══ Text extract
Last month, a review led by two Oxford University professors of all the academic literature showed there was no evidence of significant damage to honeybees from neonicotinoids in the field.
The EC imposed its ban in December 2013 on three neonicotinoids that were used as seed dressing on bee-attractive crops, such as oilseed rape, due to their perceived harmful effect on bees, and will review the ban next month.
The EC ban covers three neonicotinoids – clothianidin, used in Bayer CropScience’s Modesto; thiamethoxam, used in Syngenta’s Cruiser; and imidacloprid.
The seed treatments were used to control cabbage stem flea beetle, and without the dressings, 3.5% of the nation’s oilseed rape crop was lost to the pest in autumn of 2014, according to an AHDB survey.
════
To be done:
**A.** For each statement, say whether it agrees with the neonicotinoid passage, answering yes or no and quoting the words from the passage that decide it: (i) The EC imposed its ban in December 2013. (ii) The EC ban covers four neonicotinoids. (iii) The Oxford-led review found no evidence of significant damage to honeybees from neonicotinoids in the field.
**B.** Pick up the neonicotinoid passage after its final sentence and continue it in the same style for a short paragraph.
══ Dataset excerpt
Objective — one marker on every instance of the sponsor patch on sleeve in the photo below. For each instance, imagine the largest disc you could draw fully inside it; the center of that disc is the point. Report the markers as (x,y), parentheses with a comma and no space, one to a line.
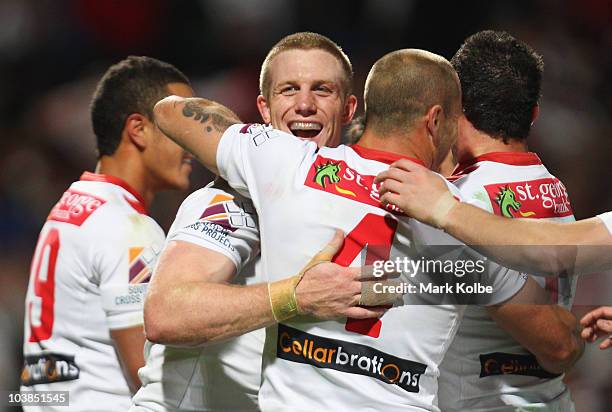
════
Set of answers:
**A.**
(i) Yes: "The EC imposed its ban in December 2013"
(ii) No: "The EC ban covers three neonicotinoids"
(iii) Yes: "showed there was no evidence of significant damage to honeybees from neonicotinoids in the field"

**B.**
This season, growers in four flea beetle hotspot counties – Suffolk, Cambridgeshire, Bedfordshire and Hertfordshire – were allowed to use neonicotinoids under emergency legislation on up to a maximum of 30,000ha, or about 5% of the national crop.
The UK government has always opposed the EC ban, as has the agrochemical industry, which has agreed to fund an independent trial run by the Centre for Ecology and Hydrology, due to be published before Christmas.
The French work is reported in Royal Society journal Proceedings B.